Each line of the listing below should be restated word for word.

-------- DATASET RECORDS

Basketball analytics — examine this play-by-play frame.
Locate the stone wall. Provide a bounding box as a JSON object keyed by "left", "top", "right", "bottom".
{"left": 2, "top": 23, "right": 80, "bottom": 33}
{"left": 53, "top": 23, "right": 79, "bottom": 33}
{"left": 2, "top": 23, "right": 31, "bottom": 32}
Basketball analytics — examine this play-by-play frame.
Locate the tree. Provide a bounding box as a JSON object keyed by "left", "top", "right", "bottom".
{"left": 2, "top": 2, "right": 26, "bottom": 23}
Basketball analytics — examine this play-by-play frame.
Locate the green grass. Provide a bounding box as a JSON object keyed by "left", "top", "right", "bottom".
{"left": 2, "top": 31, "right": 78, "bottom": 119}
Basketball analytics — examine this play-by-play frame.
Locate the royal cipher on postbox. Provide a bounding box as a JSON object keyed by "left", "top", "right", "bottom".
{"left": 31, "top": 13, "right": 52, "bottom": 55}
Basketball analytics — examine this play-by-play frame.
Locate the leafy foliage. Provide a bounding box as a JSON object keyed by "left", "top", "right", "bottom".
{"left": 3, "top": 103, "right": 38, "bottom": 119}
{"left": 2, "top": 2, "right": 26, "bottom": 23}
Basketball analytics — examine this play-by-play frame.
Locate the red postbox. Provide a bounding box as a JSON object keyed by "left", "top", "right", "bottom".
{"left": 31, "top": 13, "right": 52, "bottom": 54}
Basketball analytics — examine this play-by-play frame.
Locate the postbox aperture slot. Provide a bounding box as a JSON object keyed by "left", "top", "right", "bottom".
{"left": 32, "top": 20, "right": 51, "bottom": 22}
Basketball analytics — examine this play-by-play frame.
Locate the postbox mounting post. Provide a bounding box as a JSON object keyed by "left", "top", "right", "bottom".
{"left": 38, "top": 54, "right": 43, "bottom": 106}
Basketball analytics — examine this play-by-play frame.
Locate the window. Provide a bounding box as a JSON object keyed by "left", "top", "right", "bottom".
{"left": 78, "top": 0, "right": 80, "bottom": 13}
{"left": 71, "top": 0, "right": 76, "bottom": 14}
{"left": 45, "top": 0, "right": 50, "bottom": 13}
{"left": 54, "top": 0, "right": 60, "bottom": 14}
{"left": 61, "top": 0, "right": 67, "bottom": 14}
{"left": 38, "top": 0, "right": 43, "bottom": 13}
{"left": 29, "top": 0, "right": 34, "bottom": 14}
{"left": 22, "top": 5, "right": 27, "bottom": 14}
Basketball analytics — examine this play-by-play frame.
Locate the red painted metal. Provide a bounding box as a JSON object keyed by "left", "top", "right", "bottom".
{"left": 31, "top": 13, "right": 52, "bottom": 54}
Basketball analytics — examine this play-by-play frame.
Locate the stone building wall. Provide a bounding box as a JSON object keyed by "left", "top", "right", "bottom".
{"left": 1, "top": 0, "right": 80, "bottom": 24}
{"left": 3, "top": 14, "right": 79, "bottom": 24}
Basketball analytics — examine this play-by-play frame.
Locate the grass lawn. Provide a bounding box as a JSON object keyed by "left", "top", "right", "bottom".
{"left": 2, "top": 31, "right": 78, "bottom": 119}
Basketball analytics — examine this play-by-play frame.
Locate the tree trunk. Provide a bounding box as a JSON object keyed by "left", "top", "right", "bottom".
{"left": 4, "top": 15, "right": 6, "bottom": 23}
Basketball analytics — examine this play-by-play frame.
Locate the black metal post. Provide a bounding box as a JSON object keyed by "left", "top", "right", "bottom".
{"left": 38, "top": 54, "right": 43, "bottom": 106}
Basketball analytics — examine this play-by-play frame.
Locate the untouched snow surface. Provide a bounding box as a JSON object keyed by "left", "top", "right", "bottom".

----------------

* ANSWER AREA:
Basketball analytics — examine this play-by-play frame.
Locate the stone wall. Provide a bounding box as a JSON object keyed by "left", "top", "right", "bottom".
{"left": 2, "top": 23, "right": 80, "bottom": 33}
{"left": 53, "top": 23, "right": 79, "bottom": 33}
{"left": 2, "top": 23, "right": 31, "bottom": 32}
Basketball analytics — examine this play-by-play frame.
Locate the tree. Provide a bounding box as a JSON object keyed by "left", "top", "right", "bottom".
{"left": 2, "top": 2, "right": 26, "bottom": 23}
Basketball analytics — examine this play-by-play frame.
Locate the green grass. Provide a bounding box as a JSON object keyed by "left", "top", "right", "bottom".
{"left": 2, "top": 31, "right": 78, "bottom": 119}
Basketball analytics — examine this play-by-play frame.
Locate the royal cipher on postbox. Provide a bounding box as a JSON object keyed by "left", "top", "right", "bottom".
{"left": 31, "top": 13, "right": 52, "bottom": 55}
Basketball analytics — examine this play-by-play frame.
Locate the leafy foliage. Provide a bounding box as a JSON object keyed by "left", "top", "right", "bottom".
{"left": 3, "top": 103, "right": 38, "bottom": 119}
{"left": 2, "top": 2, "right": 26, "bottom": 23}
Basketball analytics — examine this play-by-play frame.
Locate the red postbox. Provide a bounding box as a JSON object keyed by "left", "top", "right", "bottom".
{"left": 31, "top": 13, "right": 52, "bottom": 54}
Basketball analytics — examine this play-by-play frame.
Locate the postbox aperture slot. Provide a bounding box as a JSON object keyed by "left", "top", "right", "bottom".
{"left": 32, "top": 20, "right": 51, "bottom": 22}
Basketball analytics — examine this play-by-play frame.
Locate the postbox mounting post. Provide a bounding box as a JSON object keyed by "left", "top", "right", "bottom".
{"left": 38, "top": 54, "right": 43, "bottom": 106}
Basketball analytics — examine this play-by-play frame.
Locate the window. Provide a bounding box as a JSON object keyed by "left", "top", "right", "bottom".
{"left": 78, "top": 0, "right": 80, "bottom": 13}
{"left": 71, "top": 0, "right": 76, "bottom": 14}
{"left": 45, "top": 0, "right": 50, "bottom": 13}
{"left": 54, "top": 0, "right": 60, "bottom": 14}
{"left": 61, "top": 0, "right": 67, "bottom": 14}
{"left": 38, "top": 0, "right": 43, "bottom": 13}
{"left": 29, "top": 0, "right": 34, "bottom": 14}
{"left": 22, "top": 5, "right": 27, "bottom": 14}
Basketball analytics — examine this play-by-play frame.
Locate the red painted metal. Provide a bounding box as a JSON object keyed by "left", "top", "right", "bottom".
{"left": 31, "top": 13, "right": 52, "bottom": 54}
Basketball analytics — examine this play-by-play frame.
Locate the stone building wall. Provide a bounding box as a JSON object keyed by "left", "top", "right", "bottom".
{"left": 1, "top": 0, "right": 80, "bottom": 24}
{"left": 3, "top": 14, "right": 79, "bottom": 24}
Basketball analytics — examine this play-by-play frame.
Locate the grass lawn. Provide a bounding box as a JSON object keyed by "left", "top", "right", "bottom".
{"left": 2, "top": 31, "right": 78, "bottom": 119}
Basketball analytics — examine this play-by-play frame.
Locate the tree trunk. Provide a bounding box as a JSON object keyed by "left", "top", "right", "bottom".
{"left": 4, "top": 15, "right": 6, "bottom": 23}
Basketball analytics — examine this play-by-play frame.
Locate the black metal post. Provide a bounding box as a JSON object keyed by "left", "top", "right", "bottom".
{"left": 38, "top": 54, "right": 43, "bottom": 106}
Basketball analytics — examine this play-by-play frame.
Locate the untouched snow surface. Provide a bounding box as a JSON object keyed by "left", "top", "right", "bottom".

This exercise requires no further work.